— START OF Dataset rows —

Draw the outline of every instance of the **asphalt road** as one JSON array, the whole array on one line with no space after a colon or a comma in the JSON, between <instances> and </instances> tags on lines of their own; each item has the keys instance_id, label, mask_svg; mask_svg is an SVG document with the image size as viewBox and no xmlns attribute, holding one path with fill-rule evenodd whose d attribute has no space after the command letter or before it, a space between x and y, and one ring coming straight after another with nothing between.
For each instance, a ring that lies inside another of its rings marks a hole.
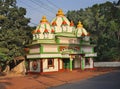
<instances>
[{"instance_id":1,"label":"asphalt road","mask_svg":"<svg viewBox=\"0 0 120 89\"><path fill-rule=\"evenodd\" d=\"M120 89L120 70L48 89Z\"/></svg>"}]
</instances>

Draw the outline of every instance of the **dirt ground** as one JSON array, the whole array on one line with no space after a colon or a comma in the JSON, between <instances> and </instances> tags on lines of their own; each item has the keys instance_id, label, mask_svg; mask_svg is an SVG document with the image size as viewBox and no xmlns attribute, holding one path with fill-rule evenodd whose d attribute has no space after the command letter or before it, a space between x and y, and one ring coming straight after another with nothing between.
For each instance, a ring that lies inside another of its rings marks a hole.
<instances>
[{"instance_id":1,"label":"dirt ground","mask_svg":"<svg viewBox=\"0 0 120 89\"><path fill-rule=\"evenodd\" d=\"M47 89L48 87L72 83L113 71L112 69L73 70L37 75L0 76L0 89Z\"/></svg>"}]
</instances>

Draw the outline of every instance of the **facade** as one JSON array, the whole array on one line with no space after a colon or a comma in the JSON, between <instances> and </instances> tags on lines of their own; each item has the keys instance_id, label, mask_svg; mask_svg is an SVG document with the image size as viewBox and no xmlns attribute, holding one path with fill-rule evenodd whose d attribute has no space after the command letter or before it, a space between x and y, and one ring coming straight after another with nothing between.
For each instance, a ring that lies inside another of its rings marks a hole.
<instances>
[{"instance_id":1,"label":"facade","mask_svg":"<svg viewBox=\"0 0 120 89\"><path fill-rule=\"evenodd\" d=\"M43 73L73 69L93 68L94 46L90 35L78 22L69 21L62 10L49 23L45 16L32 32L28 45L29 72Z\"/></svg>"}]
</instances>

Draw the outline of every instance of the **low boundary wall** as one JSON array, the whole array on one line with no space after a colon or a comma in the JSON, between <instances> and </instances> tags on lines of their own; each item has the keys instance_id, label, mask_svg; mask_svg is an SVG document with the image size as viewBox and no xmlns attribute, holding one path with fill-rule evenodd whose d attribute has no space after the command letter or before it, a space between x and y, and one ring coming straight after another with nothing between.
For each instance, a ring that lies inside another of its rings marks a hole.
<instances>
[{"instance_id":1,"label":"low boundary wall","mask_svg":"<svg viewBox=\"0 0 120 89\"><path fill-rule=\"evenodd\" d=\"M94 62L94 67L120 67L120 62Z\"/></svg>"}]
</instances>

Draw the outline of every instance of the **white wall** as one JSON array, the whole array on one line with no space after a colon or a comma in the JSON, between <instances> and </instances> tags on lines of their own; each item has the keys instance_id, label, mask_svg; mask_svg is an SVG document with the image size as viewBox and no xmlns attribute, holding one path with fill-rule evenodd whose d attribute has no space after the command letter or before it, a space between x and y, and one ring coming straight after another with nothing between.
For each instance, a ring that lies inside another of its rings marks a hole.
<instances>
[{"instance_id":1,"label":"white wall","mask_svg":"<svg viewBox=\"0 0 120 89\"><path fill-rule=\"evenodd\" d=\"M94 62L94 67L120 67L120 62Z\"/></svg>"},{"instance_id":2,"label":"white wall","mask_svg":"<svg viewBox=\"0 0 120 89\"><path fill-rule=\"evenodd\" d=\"M54 67L48 67L48 60L43 59L43 72L58 71L58 59L54 59Z\"/></svg>"},{"instance_id":3,"label":"white wall","mask_svg":"<svg viewBox=\"0 0 120 89\"><path fill-rule=\"evenodd\" d=\"M60 43L80 44L80 40L77 38L64 38L64 37L59 37L59 38L60 38Z\"/></svg>"},{"instance_id":4,"label":"white wall","mask_svg":"<svg viewBox=\"0 0 120 89\"><path fill-rule=\"evenodd\" d=\"M37 60L38 68L37 68L36 70L34 70L34 69L32 68L32 63L33 63L33 61L30 61L30 72L40 72L40 61Z\"/></svg>"},{"instance_id":5,"label":"white wall","mask_svg":"<svg viewBox=\"0 0 120 89\"><path fill-rule=\"evenodd\" d=\"M74 59L74 67L75 68L80 68L80 59Z\"/></svg>"},{"instance_id":6,"label":"white wall","mask_svg":"<svg viewBox=\"0 0 120 89\"><path fill-rule=\"evenodd\" d=\"M58 52L56 45L43 45L43 52Z\"/></svg>"},{"instance_id":7,"label":"white wall","mask_svg":"<svg viewBox=\"0 0 120 89\"><path fill-rule=\"evenodd\" d=\"M83 52L92 52L93 51L93 49L92 49L93 47L88 47L88 46L83 46L83 47L81 47L81 50L83 50Z\"/></svg>"}]
</instances>

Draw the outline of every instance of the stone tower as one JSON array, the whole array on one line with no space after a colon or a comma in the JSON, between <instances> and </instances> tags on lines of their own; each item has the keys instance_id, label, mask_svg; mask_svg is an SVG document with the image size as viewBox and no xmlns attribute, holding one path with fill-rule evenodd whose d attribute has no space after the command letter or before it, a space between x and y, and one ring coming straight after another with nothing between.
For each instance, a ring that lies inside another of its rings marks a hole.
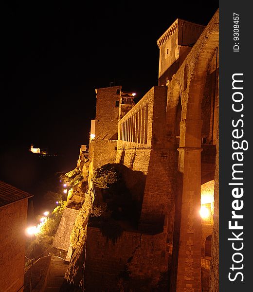
<instances>
[{"instance_id":1,"label":"stone tower","mask_svg":"<svg viewBox=\"0 0 253 292\"><path fill-rule=\"evenodd\" d=\"M158 85L168 85L204 28L177 18L159 38Z\"/></svg>"}]
</instances>

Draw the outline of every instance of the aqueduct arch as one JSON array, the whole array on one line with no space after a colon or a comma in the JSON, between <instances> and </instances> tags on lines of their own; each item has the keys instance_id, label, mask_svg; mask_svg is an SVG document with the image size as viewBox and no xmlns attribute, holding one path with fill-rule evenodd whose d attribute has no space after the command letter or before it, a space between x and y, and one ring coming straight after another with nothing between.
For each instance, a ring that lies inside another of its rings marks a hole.
<instances>
[{"instance_id":1,"label":"aqueduct arch","mask_svg":"<svg viewBox=\"0 0 253 292\"><path fill-rule=\"evenodd\" d=\"M183 292L186 289L192 292L201 291L202 228L199 213L202 150L201 103L207 73L218 47L218 11L168 87L170 94L168 101L174 102L173 93L178 92L179 88L184 90L181 95L182 116L178 149L179 187L176 199L172 256L175 268L171 291ZM169 107L167 110L170 110ZM171 119L175 120L174 112L171 110L171 113L173 115Z\"/></svg>"}]
</instances>

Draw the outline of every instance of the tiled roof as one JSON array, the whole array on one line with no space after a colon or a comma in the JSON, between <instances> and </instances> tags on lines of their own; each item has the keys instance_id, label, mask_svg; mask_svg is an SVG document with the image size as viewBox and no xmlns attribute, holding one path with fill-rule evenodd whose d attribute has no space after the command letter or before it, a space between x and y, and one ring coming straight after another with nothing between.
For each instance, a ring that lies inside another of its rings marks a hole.
<instances>
[{"instance_id":1,"label":"tiled roof","mask_svg":"<svg viewBox=\"0 0 253 292\"><path fill-rule=\"evenodd\" d=\"M0 207L31 197L33 195L0 181Z\"/></svg>"}]
</instances>

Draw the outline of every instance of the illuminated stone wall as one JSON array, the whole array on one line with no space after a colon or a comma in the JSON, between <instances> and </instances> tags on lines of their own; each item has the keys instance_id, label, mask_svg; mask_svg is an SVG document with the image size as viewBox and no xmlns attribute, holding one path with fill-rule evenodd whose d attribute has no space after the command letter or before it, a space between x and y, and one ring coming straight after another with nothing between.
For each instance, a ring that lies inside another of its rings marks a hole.
<instances>
[{"instance_id":1,"label":"illuminated stone wall","mask_svg":"<svg viewBox=\"0 0 253 292\"><path fill-rule=\"evenodd\" d=\"M116 163L133 173L144 175L142 182L139 180L138 182L145 184L139 226L142 228L156 221L163 226L174 200L177 153L176 149L169 148L165 140L166 99L167 87L155 86L119 122ZM125 181L134 196L138 197L134 180L125 174Z\"/></svg>"},{"instance_id":2,"label":"illuminated stone wall","mask_svg":"<svg viewBox=\"0 0 253 292\"><path fill-rule=\"evenodd\" d=\"M25 199L0 208L0 291L23 290L27 204Z\"/></svg>"},{"instance_id":3,"label":"illuminated stone wall","mask_svg":"<svg viewBox=\"0 0 253 292\"><path fill-rule=\"evenodd\" d=\"M94 169L114 162L118 139L120 86L97 90Z\"/></svg>"},{"instance_id":4,"label":"illuminated stone wall","mask_svg":"<svg viewBox=\"0 0 253 292\"><path fill-rule=\"evenodd\" d=\"M130 275L134 285L142 283L145 290L134 286L133 291L149 291L167 270L164 234L156 235L124 231L114 244L100 229L88 227L85 263L85 291L118 292L121 281ZM127 271L128 271L127 273ZM123 284L122 283L122 285Z\"/></svg>"},{"instance_id":5,"label":"illuminated stone wall","mask_svg":"<svg viewBox=\"0 0 253 292\"><path fill-rule=\"evenodd\" d=\"M52 247L64 251L69 250L71 243L70 235L79 213L79 210L70 208L64 209Z\"/></svg>"}]
</instances>

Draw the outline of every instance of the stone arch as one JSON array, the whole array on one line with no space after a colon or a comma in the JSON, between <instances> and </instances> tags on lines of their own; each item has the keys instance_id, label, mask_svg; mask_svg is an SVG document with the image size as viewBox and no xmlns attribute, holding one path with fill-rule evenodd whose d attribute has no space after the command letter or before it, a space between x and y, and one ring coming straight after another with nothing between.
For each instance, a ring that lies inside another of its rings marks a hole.
<instances>
[{"instance_id":1,"label":"stone arch","mask_svg":"<svg viewBox=\"0 0 253 292\"><path fill-rule=\"evenodd\" d=\"M172 258L172 261L175 264L173 271L176 271L177 275L174 277L173 274L170 290L172 292L182 292L185 287L198 292L201 291L201 273L199 273L201 270L202 241L199 214L201 103L207 72L217 47L218 11L207 26L175 76L180 79L181 87L184 89L183 73L184 65L187 63L187 86L181 95L182 117L178 148L179 187L174 223L176 227L174 230L176 230L178 233L174 231ZM173 79L171 83L173 81ZM178 245L178 248L175 248ZM191 255L194 253L199 256L192 257ZM177 257L177 262L175 262L174 259ZM198 285L193 289L190 281Z\"/></svg>"}]
</instances>

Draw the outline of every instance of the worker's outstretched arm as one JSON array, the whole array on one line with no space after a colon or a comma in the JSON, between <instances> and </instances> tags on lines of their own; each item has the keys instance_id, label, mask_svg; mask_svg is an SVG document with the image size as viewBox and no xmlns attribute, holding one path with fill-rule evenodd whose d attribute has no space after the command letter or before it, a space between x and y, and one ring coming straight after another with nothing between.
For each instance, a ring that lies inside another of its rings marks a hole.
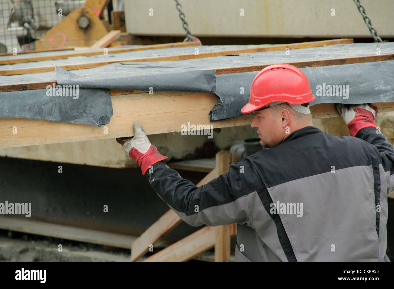
<instances>
[{"instance_id":1,"label":"worker's outstretched arm","mask_svg":"<svg viewBox=\"0 0 394 289\"><path fill-rule=\"evenodd\" d=\"M387 175L389 193L394 189L394 148L375 123L377 109L367 104L349 106L336 103L335 107L348 125L350 135L364 140L376 148Z\"/></svg>"},{"instance_id":2,"label":"worker's outstretched arm","mask_svg":"<svg viewBox=\"0 0 394 289\"><path fill-rule=\"evenodd\" d=\"M134 137L117 141L141 167L156 193L182 220L194 226L251 223L251 206L237 164L230 166L229 173L198 188L161 161L167 157L151 144L140 123L135 123L133 128Z\"/></svg>"}]
</instances>

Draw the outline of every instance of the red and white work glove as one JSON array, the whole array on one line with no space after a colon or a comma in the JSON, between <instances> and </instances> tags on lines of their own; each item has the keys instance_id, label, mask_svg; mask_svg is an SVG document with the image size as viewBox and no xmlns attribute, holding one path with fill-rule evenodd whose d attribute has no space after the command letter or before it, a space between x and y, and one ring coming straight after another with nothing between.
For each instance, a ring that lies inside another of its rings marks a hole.
<instances>
[{"instance_id":1,"label":"red and white work glove","mask_svg":"<svg viewBox=\"0 0 394 289\"><path fill-rule=\"evenodd\" d=\"M137 162L141 168L142 174L145 175L150 166L167 157L160 154L151 144L141 123L134 123L133 129L134 136L117 138L116 141L122 145L125 151Z\"/></svg>"},{"instance_id":2,"label":"red and white work glove","mask_svg":"<svg viewBox=\"0 0 394 289\"><path fill-rule=\"evenodd\" d=\"M370 103L335 103L335 108L348 125L352 136L355 136L359 131L364 127L377 127L374 122L377 115L377 108L372 107Z\"/></svg>"}]
</instances>

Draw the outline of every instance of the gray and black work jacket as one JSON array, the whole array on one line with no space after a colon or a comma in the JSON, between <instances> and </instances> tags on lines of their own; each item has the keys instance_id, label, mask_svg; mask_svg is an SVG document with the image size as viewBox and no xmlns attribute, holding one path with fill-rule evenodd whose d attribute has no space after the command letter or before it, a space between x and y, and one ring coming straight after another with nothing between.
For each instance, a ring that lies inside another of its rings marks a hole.
<instances>
[{"instance_id":1,"label":"gray and black work jacket","mask_svg":"<svg viewBox=\"0 0 394 289\"><path fill-rule=\"evenodd\" d=\"M152 188L189 225L238 224L236 261L389 261L394 149L374 127L341 138L304 127L199 188L162 161L151 168Z\"/></svg>"}]
</instances>

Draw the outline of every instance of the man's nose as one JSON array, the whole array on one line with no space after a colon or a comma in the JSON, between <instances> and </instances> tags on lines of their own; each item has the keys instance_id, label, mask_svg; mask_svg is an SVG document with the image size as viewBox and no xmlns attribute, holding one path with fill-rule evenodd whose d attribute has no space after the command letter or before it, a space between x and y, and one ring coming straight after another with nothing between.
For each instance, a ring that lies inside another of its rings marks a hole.
<instances>
[{"instance_id":1,"label":"man's nose","mask_svg":"<svg viewBox=\"0 0 394 289\"><path fill-rule=\"evenodd\" d=\"M252 124L251 125L252 128L257 129L258 127L258 126L257 125L257 122L256 121L257 117L257 116L255 116L255 118L253 119L253 121L252 121Z\"/></svg>"}]
</instances>

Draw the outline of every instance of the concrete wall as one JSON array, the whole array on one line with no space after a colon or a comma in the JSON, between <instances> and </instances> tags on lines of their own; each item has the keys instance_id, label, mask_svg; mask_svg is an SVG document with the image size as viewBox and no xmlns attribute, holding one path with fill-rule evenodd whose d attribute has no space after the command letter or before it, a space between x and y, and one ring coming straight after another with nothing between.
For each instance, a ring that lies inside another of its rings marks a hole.
<instances>
[{"instance_id":1,"label":"concrete wall","mask_svg":"<svg viewBox=\"0 0 394 289\"><path fill-rule=\"evenodd\" d=\"M342 37L371 36L351 0L181 0L192 34L197 37ZM185 35L175 2L126 0L127 31L138 35ZM392 0L362 4L381 37L392 37ZM150 16L152 9L153 16ZM241 16L243 9L244 16ZM332 9L335 16L331 16Z\"/></svg>"}]
</instances>

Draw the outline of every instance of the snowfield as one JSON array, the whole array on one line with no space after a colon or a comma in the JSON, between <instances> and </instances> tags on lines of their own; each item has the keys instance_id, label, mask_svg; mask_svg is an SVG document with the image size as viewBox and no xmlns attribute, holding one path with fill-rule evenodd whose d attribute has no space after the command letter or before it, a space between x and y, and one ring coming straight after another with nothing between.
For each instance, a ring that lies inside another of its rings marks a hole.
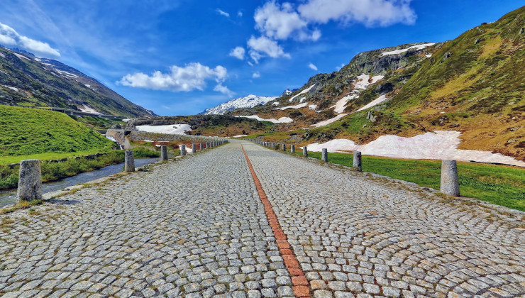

— END OF Dataset rows —

What to work on — Return each line from the records above that contains the string "tower", copying every such line in full.

Answer for the task —
Draw the outline of every instance of the stone tower as one JSON array, the whole array on one line with no space after a colon or a comma in the JSON, between <instances> and </instances> tags on lines of their own; each item has the keys instance_id, label, mask_svg; mask_svg is an SVG document with the image size as viewBox and no xmlns attribute, holding one path with fill-rule evenodd whose d attribute has no space after the command letter or before it, a space between x and y, and one ring coming straight after another with nothing between.
[{"instance_id":1,"label":"stone tower","mask_svg":"<svg viewBox=\"0 0 253 292\"><path fill-rule=\"evenodd\" d=\"M158 85L168 85L204 28L177 18L159 38Z\"/></svg>"}]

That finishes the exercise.